*What needs to be done*: In the text on health care and the federal election, how many extra specialist nurses did Gillard recommit to fund by the end of the decade?

*Text under study*:
The result of the federal election will be pivotal for primary health care, say nurses. Annie May writes.

The federal election is just weeks away and nurses are being urged to push both parties to commit to a workable and sustainable health system that benefits the public and the profession.

Health has always been a prominent election issue, and while the government and Opposition have started to make some plans known, it hasn’t been enough, groups say.

The issue was particularly noticed as not receiving the importance it had in the past during the leaders’ debate between Prime Minister Julia Gillard and Opposition Leader Tony Abbott, with many criticising both for not discussing health in “any substantive way”.

Announcements that have been made include mental health packages (see page 21) from both parties and Gillard’s recommitment to fund 2000 extra specialist nurses by the end of the decade and to provide emergency room experience for 100 student nurses a year and Abbott’s promise.

The result of the election will be pivotal in how the primary health care landscape will look for the next few years, said the Australian Practice Nurse Association.

Issues that need clarification include support for flexible funding models in general practice which allows nurses to provide a range of clinical services based on practice population needs, the expansion of scope of practice nurses and tackling the growing challenge of recruitment and retention, according to APNA.

*Listed entries*:
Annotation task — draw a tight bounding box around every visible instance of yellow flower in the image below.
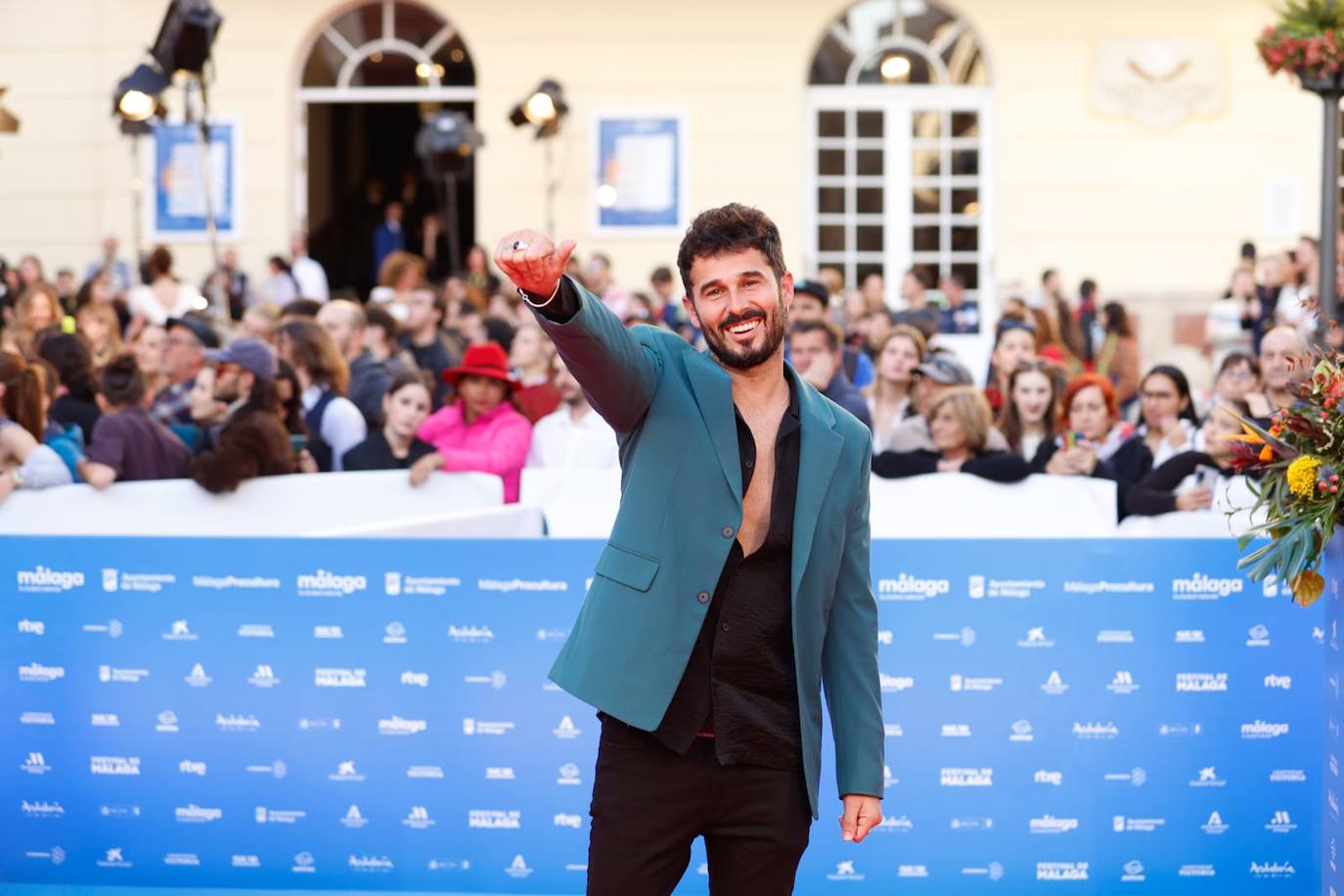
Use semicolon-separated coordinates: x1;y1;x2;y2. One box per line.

...

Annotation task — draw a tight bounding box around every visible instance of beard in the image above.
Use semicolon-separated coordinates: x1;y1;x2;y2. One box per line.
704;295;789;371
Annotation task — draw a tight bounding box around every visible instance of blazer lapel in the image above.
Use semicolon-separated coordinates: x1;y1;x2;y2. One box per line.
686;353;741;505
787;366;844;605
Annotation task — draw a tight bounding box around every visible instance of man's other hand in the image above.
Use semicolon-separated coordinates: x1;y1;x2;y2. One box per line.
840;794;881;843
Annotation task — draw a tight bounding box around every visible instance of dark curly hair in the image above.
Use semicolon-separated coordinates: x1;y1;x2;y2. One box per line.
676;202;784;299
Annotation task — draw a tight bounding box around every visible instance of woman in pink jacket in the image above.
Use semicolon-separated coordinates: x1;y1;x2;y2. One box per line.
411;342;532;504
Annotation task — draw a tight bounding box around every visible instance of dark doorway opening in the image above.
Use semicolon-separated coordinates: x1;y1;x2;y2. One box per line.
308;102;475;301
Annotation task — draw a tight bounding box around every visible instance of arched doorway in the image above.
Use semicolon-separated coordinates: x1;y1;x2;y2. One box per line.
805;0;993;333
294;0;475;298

*Written response*: 2000